» SUPPLIED TEXT:
((
Last week I was interviewed by Victoria Park Baptist Church in Bristol about my song Where Are You God? This was used as part of their online church service and helped to inspire their prayers for the coming week. They asked me some deep, soul searching questions such as “do you think any good can come out the pandemic?” and we explored my reasons for being so honest with how I felt about the current global crisis. You can see the interview below.
Artists Have Big Mouths… And we have a responsibility to speak out about issues that concern others as well as ourselves. Art is about creating something beautiful, but sometimes it can also be about reflecting the ugliness, injustice, unfairness or the fractured nature of the world. An artist should represent the world as they see it. It’s about using our gifts to help others as well as entertaining.
I’m always looking for new and creative ways to use art to promote causes or make a statement in the public arena. Back in May of this year, I was asked, along with a group of other artists, to create some art for a political protest that would highlight the differences in the gender pay gap for ministers in the Baptist Union. The project was presented to the Baptist Council at the beginning of November and was installed in secret before the meeting started so that no-one knew that it was on the agenda. The art installation was a response to a survey of salaries and benefits across the national ministerial spectrum.
All the artists were asked to create a leaf in any medium or style that represented one of the respondents from the survey: I was given the profile of a senior male minister on full benefits and salary. None of the artists knew what what the rest of the team were creating; this meant that each leaf was unique and distinct from the others, highlighting our individuality and the uniqueness the Lord has given each of us. The project was well received and provoked conversation about how to further the study and conversation of equality within ministry. Each member of the council got to take a leaf home with them to remind them of the discussion.
It’s been an interesting and challenging project and not one that I would have have naturally gravitated to, but it’s allowed me to explore art in another arena and make art that speaks out for other people. Initially I found the protest element intimidating because of the possibility of rejection. However once I got past that I could see the true value of the project. It’s taken me outside of my comfort zone and made me think about other ways to use art writing, and music in society. Who knows where it will lead? I’ll keep protesting… the creative way.
))
In the text on art and protest, whose survey profile was the writer given to represent with a leaf?

» RECORD SET:
((
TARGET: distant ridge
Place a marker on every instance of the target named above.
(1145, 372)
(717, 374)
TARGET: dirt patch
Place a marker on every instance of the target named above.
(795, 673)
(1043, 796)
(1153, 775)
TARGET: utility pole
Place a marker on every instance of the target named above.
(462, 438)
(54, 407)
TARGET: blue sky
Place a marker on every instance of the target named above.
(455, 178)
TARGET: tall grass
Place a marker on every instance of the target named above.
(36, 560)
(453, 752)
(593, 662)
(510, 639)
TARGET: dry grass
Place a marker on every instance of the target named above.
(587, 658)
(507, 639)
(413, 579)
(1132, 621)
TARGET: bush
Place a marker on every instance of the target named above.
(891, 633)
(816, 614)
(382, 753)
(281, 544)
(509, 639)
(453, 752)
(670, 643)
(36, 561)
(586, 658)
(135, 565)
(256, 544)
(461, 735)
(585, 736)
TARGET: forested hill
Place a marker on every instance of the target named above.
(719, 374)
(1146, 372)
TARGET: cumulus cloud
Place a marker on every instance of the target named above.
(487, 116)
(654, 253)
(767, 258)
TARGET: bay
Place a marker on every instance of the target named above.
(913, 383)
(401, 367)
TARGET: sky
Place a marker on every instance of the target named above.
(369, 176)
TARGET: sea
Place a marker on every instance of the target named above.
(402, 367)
))
» REPLY TO THE TASK:
A senior male minister on full benefits and salary.